Task details: Copy every line of the data that includes the string "glass".

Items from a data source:
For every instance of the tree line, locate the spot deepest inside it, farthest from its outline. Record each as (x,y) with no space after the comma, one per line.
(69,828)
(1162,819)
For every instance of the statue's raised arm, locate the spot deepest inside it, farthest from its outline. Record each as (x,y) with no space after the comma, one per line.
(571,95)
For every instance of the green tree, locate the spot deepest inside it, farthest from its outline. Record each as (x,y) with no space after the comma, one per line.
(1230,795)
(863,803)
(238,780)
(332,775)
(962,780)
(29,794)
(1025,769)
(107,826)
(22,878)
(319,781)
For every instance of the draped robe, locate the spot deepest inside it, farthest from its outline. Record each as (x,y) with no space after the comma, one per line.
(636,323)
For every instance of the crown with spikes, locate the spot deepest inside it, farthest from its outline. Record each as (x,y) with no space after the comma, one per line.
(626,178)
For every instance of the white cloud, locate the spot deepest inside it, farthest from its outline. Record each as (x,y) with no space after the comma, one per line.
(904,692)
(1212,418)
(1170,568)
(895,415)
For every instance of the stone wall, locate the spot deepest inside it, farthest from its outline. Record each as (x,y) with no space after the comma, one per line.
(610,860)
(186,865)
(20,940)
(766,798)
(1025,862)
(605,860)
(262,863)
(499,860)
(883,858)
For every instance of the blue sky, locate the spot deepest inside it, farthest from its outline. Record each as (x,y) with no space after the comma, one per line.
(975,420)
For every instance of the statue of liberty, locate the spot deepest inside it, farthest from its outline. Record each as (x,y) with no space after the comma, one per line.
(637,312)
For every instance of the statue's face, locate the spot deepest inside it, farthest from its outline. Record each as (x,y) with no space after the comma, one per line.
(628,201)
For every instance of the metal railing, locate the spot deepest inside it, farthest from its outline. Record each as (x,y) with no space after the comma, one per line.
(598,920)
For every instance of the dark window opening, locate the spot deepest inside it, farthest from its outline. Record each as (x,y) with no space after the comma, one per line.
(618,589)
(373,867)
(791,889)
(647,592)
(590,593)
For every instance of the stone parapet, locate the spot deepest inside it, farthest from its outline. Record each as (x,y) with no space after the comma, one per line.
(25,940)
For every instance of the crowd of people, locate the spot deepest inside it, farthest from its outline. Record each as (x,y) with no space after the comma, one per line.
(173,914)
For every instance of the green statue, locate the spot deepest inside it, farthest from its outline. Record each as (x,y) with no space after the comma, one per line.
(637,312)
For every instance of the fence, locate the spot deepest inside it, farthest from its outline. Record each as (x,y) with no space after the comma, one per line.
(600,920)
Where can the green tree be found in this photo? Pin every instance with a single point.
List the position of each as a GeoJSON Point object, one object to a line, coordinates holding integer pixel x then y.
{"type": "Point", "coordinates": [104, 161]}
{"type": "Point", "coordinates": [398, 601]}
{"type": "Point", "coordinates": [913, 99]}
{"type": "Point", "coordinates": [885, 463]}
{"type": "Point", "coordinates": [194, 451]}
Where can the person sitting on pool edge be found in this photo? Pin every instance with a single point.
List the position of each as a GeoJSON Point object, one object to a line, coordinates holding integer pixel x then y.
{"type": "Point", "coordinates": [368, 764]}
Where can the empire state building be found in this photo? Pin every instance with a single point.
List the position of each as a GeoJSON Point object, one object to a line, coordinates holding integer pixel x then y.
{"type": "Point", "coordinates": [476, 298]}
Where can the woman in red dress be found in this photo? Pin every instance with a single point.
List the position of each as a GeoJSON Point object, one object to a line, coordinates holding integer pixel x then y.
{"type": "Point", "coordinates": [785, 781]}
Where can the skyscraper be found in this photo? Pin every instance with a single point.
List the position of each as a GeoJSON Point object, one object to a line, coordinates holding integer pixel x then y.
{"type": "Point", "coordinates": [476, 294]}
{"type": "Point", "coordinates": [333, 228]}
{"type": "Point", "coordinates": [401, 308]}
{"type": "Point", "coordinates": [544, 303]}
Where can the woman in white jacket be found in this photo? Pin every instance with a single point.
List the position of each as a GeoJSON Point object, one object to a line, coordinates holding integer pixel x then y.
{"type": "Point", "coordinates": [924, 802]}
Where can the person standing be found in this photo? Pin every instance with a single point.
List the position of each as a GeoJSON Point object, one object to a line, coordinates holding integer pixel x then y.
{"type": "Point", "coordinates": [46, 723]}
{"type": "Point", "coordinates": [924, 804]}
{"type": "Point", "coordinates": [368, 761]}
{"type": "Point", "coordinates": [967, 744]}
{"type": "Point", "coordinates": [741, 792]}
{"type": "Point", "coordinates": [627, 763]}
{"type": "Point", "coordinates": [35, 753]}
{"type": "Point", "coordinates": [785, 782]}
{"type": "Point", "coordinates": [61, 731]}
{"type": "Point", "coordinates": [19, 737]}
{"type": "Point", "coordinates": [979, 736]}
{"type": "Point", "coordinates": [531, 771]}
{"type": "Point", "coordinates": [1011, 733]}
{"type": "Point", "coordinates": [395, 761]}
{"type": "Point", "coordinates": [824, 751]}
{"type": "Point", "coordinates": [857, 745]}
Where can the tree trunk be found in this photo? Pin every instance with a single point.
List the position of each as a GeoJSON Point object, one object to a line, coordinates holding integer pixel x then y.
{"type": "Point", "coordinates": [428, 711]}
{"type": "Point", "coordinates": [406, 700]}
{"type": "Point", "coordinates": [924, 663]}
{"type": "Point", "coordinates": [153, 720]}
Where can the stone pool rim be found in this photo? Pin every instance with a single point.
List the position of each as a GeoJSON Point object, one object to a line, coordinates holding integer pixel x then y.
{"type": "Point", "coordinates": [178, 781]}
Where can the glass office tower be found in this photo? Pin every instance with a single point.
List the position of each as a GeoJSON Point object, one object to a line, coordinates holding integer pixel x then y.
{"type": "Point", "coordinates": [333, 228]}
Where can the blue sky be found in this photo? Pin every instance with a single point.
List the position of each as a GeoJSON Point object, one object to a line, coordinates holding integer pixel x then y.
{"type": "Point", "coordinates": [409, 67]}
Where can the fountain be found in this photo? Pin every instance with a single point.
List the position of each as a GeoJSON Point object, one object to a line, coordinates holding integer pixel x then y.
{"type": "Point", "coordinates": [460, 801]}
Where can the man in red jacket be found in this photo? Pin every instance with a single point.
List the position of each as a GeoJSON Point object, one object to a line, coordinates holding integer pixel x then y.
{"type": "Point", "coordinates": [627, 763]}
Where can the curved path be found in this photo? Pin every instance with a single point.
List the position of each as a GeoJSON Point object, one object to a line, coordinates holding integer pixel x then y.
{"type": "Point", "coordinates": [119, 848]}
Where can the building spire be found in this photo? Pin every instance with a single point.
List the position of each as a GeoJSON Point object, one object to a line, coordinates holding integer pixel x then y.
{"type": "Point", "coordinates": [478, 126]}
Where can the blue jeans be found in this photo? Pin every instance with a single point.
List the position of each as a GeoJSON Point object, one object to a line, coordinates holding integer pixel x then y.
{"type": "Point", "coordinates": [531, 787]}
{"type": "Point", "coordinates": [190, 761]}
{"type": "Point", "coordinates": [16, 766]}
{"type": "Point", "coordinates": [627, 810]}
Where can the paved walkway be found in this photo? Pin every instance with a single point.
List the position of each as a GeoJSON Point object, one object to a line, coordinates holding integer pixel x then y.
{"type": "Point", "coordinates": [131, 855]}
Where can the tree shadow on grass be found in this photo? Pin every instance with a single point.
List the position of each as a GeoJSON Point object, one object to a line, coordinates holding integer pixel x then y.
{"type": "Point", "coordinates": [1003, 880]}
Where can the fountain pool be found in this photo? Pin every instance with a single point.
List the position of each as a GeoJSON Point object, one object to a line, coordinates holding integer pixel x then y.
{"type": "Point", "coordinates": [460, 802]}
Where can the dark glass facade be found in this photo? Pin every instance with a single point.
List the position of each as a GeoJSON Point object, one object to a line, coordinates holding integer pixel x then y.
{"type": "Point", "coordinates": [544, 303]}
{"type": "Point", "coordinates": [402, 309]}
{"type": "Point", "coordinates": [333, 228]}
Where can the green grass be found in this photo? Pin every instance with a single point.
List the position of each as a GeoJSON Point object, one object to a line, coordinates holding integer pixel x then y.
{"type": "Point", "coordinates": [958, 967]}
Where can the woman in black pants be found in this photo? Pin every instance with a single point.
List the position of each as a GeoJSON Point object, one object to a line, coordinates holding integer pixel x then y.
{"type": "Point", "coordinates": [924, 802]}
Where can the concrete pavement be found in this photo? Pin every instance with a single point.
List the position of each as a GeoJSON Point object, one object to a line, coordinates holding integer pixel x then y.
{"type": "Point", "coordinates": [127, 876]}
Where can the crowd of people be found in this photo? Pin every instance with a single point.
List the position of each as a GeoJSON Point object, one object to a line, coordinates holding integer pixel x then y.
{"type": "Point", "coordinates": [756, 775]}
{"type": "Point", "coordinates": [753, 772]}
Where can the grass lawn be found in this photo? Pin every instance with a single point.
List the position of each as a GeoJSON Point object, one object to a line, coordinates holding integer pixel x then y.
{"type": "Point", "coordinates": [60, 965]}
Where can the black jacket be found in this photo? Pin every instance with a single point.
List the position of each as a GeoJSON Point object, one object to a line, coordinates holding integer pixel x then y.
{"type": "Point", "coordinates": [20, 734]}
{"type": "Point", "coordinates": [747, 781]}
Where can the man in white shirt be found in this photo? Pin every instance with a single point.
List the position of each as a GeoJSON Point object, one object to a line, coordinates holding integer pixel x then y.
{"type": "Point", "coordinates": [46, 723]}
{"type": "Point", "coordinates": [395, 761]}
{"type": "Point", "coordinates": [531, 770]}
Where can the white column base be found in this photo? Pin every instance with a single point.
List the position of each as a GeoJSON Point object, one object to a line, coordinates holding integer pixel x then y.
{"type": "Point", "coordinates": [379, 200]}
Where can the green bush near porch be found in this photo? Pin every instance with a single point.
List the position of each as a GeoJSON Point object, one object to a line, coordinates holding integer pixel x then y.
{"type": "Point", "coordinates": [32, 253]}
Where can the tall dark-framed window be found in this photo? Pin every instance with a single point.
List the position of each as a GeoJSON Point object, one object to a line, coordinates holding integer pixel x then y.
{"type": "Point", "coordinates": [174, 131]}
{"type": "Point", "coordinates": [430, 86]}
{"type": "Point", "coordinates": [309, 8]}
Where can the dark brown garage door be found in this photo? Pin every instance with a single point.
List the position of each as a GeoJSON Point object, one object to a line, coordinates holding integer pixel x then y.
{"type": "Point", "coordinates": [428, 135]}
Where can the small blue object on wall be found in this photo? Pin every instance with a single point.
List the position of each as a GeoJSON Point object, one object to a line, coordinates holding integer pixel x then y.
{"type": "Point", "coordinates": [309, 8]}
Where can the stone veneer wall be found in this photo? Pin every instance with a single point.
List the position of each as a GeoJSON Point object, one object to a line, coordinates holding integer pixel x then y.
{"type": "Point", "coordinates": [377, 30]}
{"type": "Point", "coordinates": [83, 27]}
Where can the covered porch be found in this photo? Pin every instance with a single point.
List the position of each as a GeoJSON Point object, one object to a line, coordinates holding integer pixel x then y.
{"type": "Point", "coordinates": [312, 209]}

Solution:
Where can the glass office tower be found in this photo? Pin every instance with a single point.
Where can the dark glass facade be found in this photo? Pin every instance with a single point.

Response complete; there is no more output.